_Supplied passage_.

— Begin —

[llvm] [Propeller] CFG drift detect (PR #80431)

via llvm-commits llvm-commits at lists.llvm.org
Fri Feb 2 05:16:37 PST 2024


https://github.com/lifengxiang1025 created https://github.com/llvm/llvm-project/pull/80431

Now Propeller only detect code drift when using pgo together. This patch aims to add the ability to detect cfg drift.

>From 480dc02c79cc46cea892303b82ec308dbe9d6fcf Mon Sep 17 00:00:00 2001
From: lifengxiang <lifengxiang.1025 at bytedance.com>
Date: Fri, 2 Feb 2024 17:55:57 +0800
Subject: [PATCH] [Propeller] CFG drift detect

---
 llvm/include/llvm/CodeGen/MachineBasicBlock.h |  2 +-
 llvm/lib/CodeGen/BasicBlockSections.cpp       | 53 +++++++++++++++
 .../basic-block-sections-cfg-drift-detect.ll  | 67 +++++++++++++++++++
 3 files changed, 121 insertions(+), 1 deletion(-)
 create mode 100644 llvm/test/CodeGen/X86/basic-block-sections-cfg-drift-detect.ll

diff --git a/llvm/include/llvm/CodeGen/MachineBasicBlock.h b/llvm/include/llvm/CodeGen/MachineBasicBlock.h
index dc2035fa598c4..c3d8f14313d0f 100644
--- a/llvm/include/llvm/CodeGen/MachineBasicBlock.h
+++ b/llvm/include/llvm/CodeGen/MachineBasicBlock.h
@@ -659,7 +659,7 @@ class MachineBasicBlock
 
   /// Sets the fixed BBID of this basic block.
   void setBBID(const UniqueBBID &V) {
-    assert(!BBID.has_value() && "Cannot change BBID.");
+    assert((!BBID.has_value() || BBID->BaseID == 0) && "Cannot change BBID.");
     BBID = V;
   }
 
diff --git a/llvm/lib/CodeGen/BasicBlockSections.cpp b/llvm/lib/CodeGen/BasicBlockSections.cpp
index eb3f9e7078f1a..4ca278f405d54 100644
--- a/llvm/lib/CodeGen/BasicBlockSections.cpp
+++ b/llvm/lib/CodeGen/BasicBlockSections.cpp
@@ -79,6 +79,8 @@
 #include "llvm/InitializePasses.h"

— End —

_Dataset extract_.
— Begin —

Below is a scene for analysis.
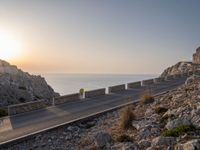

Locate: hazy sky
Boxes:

— End —

_Tasks for this exercise_.
1 > Can you repeat the Propeller patch text between "Now Propeller only" and "insertions(+), 1 deletion(-)", inclusive?
2 > Does the Propeller patch support each statement below? Answer yes or no for each, and quote the words that decide it.
(a) The patch changes three files.
(b) The new test file is placed in an X86 directory.
(c) Before this patch, Propeller could already detect CFG drift.
The material has no connection to the Propeller patch.

_Completed exercise_.
1 >
Now Propeller only detect code drift when using pgo together. This patch aims to add the ability to detect cfg drift.

>From 480dc02c79cc46cea892303b82ec308dbe9d6fcf Mon Sep 17 00:00:00 2001
From: lifengxiang <lifengxiang.1025 at bytedance.com>
Date: Fri, 2 Feb 2024 17:55:57 +0800
Subject: [PATCH] [Propeller] CFG drift detect

---
 llvm/include/llvm/CodeGen/MachineBasicBlock.h |  2 +-
 llvm/lib/CodeGen/BasicBlockSections.cpp       | 53 +++++++++++++++
 .../basic-block-sections-cfg-drift-detect.ll  | 67 +++++++++++++++++++
 3 files changed, 121 insertions(+), 1 deletion(-)

2 >
(a) Yes: "3 files changed, 121 insertions(+), 1 deletion(-)"
(b) Yes: "create mode 100644 llvm/test/CodeGen/X86/basic-block-sections-cfg-drift-detect.ll"
(c) No: "Now Propeller only detect code drift when using pgo together. This patch aims to add the ability to detect cfg drift."